#### [TASK TO CARRY OUT]
Your task is to filter the entries and copy every line containing the string "parking".

START THE RECORDS

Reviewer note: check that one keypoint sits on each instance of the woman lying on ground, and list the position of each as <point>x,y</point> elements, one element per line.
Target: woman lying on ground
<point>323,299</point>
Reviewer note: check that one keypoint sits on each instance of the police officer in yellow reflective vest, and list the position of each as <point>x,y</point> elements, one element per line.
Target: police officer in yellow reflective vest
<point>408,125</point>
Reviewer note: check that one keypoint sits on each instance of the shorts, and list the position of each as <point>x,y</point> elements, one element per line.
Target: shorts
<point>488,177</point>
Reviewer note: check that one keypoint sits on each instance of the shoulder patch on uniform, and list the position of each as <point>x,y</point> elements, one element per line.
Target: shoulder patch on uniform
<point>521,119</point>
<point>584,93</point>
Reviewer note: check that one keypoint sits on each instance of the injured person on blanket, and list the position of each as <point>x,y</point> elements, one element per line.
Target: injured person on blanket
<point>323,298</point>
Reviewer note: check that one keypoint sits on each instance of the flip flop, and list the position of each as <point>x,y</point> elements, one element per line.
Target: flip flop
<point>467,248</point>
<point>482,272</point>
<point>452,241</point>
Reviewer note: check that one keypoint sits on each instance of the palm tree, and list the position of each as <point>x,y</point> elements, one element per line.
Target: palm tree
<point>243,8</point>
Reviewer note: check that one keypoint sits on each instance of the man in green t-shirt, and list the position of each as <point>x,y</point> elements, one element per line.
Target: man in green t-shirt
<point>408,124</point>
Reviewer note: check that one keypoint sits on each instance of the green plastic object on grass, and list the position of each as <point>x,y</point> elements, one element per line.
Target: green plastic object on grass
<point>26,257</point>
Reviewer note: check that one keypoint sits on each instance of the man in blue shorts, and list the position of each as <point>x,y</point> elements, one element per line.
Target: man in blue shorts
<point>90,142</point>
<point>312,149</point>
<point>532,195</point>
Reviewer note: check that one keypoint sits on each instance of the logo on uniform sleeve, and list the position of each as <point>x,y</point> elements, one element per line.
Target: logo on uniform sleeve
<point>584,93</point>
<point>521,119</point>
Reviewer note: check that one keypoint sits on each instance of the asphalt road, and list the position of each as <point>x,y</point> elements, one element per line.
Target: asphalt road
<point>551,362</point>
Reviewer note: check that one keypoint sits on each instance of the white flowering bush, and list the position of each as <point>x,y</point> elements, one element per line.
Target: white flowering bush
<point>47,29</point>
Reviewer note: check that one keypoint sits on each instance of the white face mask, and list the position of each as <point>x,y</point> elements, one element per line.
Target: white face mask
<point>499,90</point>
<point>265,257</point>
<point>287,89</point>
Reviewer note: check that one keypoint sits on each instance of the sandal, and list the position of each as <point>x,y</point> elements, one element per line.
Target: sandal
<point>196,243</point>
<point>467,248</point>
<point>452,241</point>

END THE RECORDS
START THE RECORDS

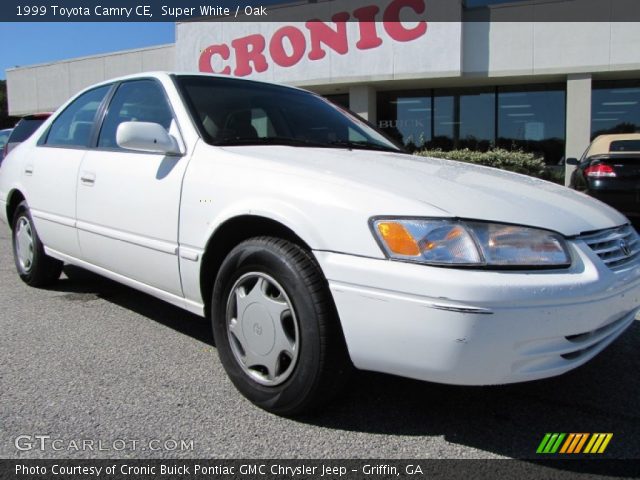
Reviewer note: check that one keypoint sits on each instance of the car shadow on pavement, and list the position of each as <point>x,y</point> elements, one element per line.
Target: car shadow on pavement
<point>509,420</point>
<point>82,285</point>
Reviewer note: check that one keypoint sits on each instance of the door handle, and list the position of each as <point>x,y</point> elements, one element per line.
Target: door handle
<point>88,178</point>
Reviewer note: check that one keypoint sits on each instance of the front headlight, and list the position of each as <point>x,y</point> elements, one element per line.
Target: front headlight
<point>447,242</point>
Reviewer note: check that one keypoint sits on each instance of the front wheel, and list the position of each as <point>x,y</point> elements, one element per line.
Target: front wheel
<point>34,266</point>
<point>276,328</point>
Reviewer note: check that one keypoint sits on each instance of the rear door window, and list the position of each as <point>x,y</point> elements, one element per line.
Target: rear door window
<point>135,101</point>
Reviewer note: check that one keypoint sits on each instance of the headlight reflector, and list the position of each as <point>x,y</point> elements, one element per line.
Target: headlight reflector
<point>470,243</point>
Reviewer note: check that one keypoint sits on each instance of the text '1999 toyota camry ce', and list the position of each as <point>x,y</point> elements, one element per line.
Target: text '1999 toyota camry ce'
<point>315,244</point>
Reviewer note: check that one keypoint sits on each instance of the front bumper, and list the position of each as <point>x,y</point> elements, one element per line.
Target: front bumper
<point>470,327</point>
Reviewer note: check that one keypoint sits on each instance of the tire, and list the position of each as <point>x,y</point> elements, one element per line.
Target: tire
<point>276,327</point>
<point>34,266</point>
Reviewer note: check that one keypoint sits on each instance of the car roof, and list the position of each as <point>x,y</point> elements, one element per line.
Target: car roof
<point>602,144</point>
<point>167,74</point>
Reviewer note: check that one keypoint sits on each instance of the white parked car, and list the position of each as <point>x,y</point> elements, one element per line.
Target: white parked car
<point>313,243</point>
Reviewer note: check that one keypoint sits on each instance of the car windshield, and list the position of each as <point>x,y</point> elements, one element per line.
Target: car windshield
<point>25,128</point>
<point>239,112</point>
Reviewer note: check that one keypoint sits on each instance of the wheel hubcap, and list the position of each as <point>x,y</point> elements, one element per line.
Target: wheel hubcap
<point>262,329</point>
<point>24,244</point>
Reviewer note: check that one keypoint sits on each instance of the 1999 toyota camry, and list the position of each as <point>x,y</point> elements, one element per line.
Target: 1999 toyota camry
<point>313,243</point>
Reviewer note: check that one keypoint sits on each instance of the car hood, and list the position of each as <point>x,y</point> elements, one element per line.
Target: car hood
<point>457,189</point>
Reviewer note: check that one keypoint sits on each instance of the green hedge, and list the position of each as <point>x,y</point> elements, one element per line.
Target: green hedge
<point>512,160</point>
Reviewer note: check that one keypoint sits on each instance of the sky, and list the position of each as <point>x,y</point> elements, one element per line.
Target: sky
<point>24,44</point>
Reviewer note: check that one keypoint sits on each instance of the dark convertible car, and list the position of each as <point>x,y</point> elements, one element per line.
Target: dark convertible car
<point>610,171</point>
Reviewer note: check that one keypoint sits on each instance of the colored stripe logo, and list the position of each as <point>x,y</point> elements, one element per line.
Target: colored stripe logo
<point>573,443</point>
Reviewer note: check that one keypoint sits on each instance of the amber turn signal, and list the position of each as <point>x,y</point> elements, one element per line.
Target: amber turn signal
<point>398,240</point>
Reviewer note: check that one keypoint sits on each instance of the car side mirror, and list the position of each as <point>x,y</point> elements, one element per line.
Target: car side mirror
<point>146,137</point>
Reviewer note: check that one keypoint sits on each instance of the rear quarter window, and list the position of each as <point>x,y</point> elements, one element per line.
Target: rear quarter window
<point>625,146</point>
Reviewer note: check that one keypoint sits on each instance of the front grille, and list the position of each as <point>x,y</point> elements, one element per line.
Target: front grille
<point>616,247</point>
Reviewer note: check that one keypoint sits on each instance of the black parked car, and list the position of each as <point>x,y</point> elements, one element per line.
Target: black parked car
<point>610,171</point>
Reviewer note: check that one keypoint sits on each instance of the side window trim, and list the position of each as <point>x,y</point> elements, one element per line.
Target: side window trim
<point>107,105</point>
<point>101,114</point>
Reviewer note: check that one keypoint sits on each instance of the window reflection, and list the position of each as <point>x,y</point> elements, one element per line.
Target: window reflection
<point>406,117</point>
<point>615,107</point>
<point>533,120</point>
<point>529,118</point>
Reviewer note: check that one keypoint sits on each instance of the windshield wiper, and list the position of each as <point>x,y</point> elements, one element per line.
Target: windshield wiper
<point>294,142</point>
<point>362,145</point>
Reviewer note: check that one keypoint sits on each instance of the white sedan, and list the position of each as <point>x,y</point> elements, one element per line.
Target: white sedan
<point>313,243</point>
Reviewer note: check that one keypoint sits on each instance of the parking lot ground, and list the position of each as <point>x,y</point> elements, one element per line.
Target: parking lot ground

END THE RECORDS

#### [RESPONSE]
Reviewer note: check that one keypoint sits on each instance of the parking lot ground, and list the position of each as <point>x,y</point> elements, one element per line.
Target: parking lot ground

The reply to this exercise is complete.